[WHAT TO PRODUCE]:
Please count the lines below that contain the word "every", and give only the number.

[RECORD EXTRACTS]:

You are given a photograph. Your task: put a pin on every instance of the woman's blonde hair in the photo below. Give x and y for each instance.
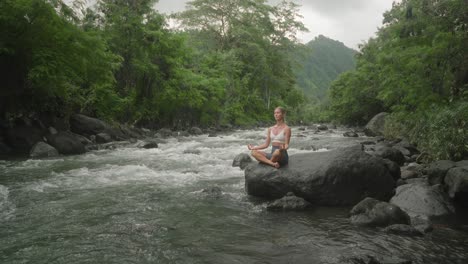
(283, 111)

--

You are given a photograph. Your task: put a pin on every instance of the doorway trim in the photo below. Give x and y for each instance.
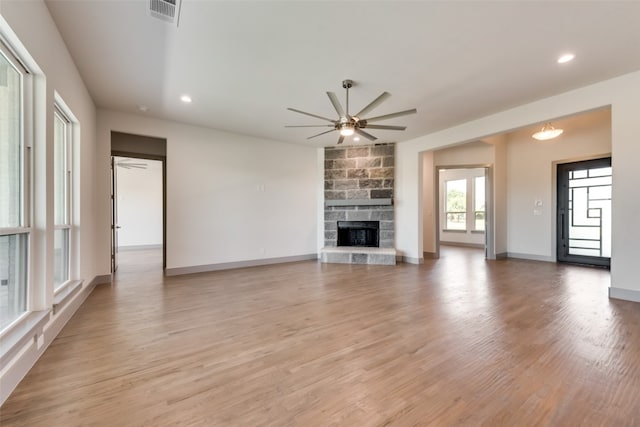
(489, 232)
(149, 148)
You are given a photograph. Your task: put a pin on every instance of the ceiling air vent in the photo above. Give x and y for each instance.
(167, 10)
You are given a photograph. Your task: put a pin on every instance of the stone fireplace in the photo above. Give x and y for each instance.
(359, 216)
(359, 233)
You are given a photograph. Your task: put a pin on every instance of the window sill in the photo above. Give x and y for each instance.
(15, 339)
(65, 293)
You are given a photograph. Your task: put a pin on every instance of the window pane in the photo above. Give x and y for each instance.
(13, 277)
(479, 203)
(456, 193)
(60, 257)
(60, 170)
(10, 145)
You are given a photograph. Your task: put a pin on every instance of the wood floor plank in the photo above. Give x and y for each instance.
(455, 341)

[TASK OUTPUT]:
7